◆ **AIM OF THE TASK**
Copy out the entries word for word, starting at the first line and ending at the line that contains "POLYGON ((168 108, 169".

◆ **Dataset records**

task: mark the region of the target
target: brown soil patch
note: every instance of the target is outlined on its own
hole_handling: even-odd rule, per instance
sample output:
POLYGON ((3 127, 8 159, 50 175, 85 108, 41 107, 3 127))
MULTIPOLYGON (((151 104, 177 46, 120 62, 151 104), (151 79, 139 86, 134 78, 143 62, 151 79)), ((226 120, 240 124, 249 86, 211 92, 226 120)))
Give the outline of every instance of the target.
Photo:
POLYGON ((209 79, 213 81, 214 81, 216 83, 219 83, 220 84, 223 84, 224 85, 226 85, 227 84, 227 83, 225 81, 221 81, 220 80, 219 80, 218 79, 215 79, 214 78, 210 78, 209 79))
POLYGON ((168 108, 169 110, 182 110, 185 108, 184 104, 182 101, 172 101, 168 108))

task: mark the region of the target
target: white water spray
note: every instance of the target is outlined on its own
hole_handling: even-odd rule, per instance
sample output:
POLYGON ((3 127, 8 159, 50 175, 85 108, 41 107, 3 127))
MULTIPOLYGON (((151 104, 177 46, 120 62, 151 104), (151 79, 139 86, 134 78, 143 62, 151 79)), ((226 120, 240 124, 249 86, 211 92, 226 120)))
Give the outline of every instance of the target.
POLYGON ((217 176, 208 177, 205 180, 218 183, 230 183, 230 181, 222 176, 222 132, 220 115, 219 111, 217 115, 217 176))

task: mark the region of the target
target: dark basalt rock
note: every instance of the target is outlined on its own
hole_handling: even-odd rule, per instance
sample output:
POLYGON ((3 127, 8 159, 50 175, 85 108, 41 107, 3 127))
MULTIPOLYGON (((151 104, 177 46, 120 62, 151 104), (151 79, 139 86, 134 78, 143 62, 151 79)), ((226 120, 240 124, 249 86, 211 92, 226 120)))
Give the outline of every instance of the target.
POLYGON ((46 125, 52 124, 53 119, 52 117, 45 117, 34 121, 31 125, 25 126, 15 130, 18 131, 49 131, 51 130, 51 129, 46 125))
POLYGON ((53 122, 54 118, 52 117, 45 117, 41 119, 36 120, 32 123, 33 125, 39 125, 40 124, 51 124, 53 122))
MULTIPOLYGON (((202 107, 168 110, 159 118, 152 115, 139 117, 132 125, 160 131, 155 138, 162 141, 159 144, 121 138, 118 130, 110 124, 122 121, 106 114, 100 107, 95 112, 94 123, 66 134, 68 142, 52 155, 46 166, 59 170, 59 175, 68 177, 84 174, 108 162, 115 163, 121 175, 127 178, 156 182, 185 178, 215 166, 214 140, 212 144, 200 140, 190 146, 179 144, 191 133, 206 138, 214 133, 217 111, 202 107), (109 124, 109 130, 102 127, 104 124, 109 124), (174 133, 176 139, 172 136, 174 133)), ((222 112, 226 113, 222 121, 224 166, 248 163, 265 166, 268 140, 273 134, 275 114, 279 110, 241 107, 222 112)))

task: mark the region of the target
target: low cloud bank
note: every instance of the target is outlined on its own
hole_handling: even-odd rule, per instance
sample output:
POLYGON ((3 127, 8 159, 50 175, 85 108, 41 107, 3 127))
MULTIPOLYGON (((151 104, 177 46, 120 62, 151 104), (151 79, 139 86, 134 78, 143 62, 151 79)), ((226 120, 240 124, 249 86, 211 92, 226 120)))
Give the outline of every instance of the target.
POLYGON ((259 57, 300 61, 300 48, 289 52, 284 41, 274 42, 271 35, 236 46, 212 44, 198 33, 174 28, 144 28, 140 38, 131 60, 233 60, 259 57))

◆ **TASK RESULT**
task: mark the region of the target
target: brown soil patch
note: every instance of the target is outlined on its own
hole_handling: even-odd rule, per instance
sample output:
POLYGON ((3 127, 8 159, 50 175, 85 108, 41 107, 3 127))
MULTIPOLYGON (((151 104, 177 46, 120 62, 151 104), (151 79, 139 86, 134 78, 143 62, 151 79)), ((226 120, 240 124, 249 86, 211 92, 226 120)))
Give the outline of every instance of the target.
Photo:
POLYGON ((209 79, 213 81, 214 81, 216 83, 219 83, 220 84, 223 84, 224 85, 226 85, 227 84, 227 83, 225 81, 221 81, 220 80, 219 80, 218 79, 215 79, 214 78, 210 78, 209 79))
POLYGON ((168 108, 169 110, 182 110, 185 108, 184 104, 182 101, 172 101, 168 108))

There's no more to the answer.